▸ **Text segment**:
+++

Krugman on Election Problems in 2000 and 2004

In his NY Times column today on election problems in 2000 and 2004, Paul Krugman, relying on a new book by Andrew Gumbel, says that Gumbel “documents the simple truth: ‘Al Gore won the 2000 presidential election.’ Two different news media consortiums reviewed Florida’s ballots; both found that a full manual recount would have given the election to Mr. Gore. This was true despite a host of efforts by state and local officials to suppress likely Gore votes, most notably Ms. Harris’s ‘felon purge,’ which disenfranchised large numbers of valid voters.”
I have not yet had a chance to read Gumbel’s book, but Krugman’s statement is misleading. It is true that the NORC study found that had all the state’s undervotes and overvotes been counted, Al Gore would have come out ahead of George Bush. But it is also true that Gore did not request such a count—he requested a count only of the undervotes, and only in certain counties. And, if I recall correctly, a statewide recount of the undervotes (what had been ordered by the Florida Supreme Court but stopped by the U.S. Supreme Court in its stay order in Bush v. Gore) also would have gone for Bush. It is also true that the NORC counters’ views of which ballots counted for Gore depended in part on the partisan affiliation of the counters. (I review the literature on the count in this review essay.)
So what to make of the claim that Al Gore “really” won the election? I have a few reactions (again, not based upon anything new that might be in Gumbel’s book):
1. It seems pretty clear, as Judge Posner acknowledged in his “Breaking the Deadlock” book, that more Florida voters intended to vote for Gore than for Bush. But not all of those voters translated their private intent into a valid vote that could be accurately counted using Florida’s then-existing voting technology.
2. For all practical purposes, the Florida count was a statistical tie. Various commentators have summed the problem up by noting that the margin of error exceeded the margin of victory, or that counting the votes to get an accurate count was like trying to measure bacteria with a yardstick.
3. Given that the election was a statistical tie, one can point to a whole host of things that, had they gone slightly differently, would have likely put the election in Gore’s hands. Among the more important “what ifs”: (a) What if there had been no “butterfly ballot” in Palm Beach County? (b) What if Ralph Nader had not run, or been so successful in Florida, or had Nader voters known what was at stake with their votes? (c) What if a Democrat or a nonpartisan election official had been secretary of state? (d) What if overseas military ballots had been counted pursuant to Florida law as it existed in 2000 (on this point, one should not miss Diane Mazur’s recent Election Law Journal article)? (e) What if there had been no errors in the purge of felons from Florida ballots? The list goes on.
4. From all of this, I don’t think the question of who “really” won Florida (opposed from the legal conclusion that Bush won) is one that can be answered in any sensical way.
Krugman also makes claims about the vote being stolen in Ohio in 2004. From what I have seen so far (including the Conyers report), I am not convinced that intentional action by state officials cost John Kerry the vote in Ohio.

+++

▸ **What to work on**: In the post about Krugman's column on the 2000 and 2004 elections, what count did Gore request? Work only from the text above.

▸ **Given records**:
+++

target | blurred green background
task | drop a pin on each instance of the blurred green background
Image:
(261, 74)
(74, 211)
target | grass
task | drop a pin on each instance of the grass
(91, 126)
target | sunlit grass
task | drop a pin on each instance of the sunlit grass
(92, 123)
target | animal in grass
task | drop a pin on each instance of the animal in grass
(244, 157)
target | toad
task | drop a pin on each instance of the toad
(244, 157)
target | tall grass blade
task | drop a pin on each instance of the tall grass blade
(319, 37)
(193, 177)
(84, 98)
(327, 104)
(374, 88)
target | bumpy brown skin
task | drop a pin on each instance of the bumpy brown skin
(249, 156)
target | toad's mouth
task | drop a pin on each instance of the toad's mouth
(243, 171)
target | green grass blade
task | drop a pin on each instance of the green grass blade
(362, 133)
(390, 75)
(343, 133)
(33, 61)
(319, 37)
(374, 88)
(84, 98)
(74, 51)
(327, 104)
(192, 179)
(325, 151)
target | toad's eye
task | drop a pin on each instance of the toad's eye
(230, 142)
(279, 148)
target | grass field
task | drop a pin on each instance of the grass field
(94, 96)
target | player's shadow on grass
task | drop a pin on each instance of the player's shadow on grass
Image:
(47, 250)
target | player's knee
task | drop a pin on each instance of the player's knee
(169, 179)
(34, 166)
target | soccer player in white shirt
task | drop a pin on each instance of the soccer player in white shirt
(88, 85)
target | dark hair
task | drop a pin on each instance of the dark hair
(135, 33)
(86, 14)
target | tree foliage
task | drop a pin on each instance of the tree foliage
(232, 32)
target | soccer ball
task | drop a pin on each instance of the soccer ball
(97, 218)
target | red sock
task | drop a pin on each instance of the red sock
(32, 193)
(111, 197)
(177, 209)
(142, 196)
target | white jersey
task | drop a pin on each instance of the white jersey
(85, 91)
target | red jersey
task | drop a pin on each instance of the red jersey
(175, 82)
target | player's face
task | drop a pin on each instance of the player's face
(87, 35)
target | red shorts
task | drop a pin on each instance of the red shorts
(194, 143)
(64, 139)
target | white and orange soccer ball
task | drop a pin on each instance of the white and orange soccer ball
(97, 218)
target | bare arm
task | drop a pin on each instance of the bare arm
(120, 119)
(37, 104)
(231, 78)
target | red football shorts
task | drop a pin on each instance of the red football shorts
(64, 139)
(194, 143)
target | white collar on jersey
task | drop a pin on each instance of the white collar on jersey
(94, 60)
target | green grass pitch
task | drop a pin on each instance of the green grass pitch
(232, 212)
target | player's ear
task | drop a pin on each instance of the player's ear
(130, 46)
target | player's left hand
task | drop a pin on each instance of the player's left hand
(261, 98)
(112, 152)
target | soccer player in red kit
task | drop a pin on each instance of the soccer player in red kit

+++

▸ **Written response**: A count of only the undervotes, and only in certain counties.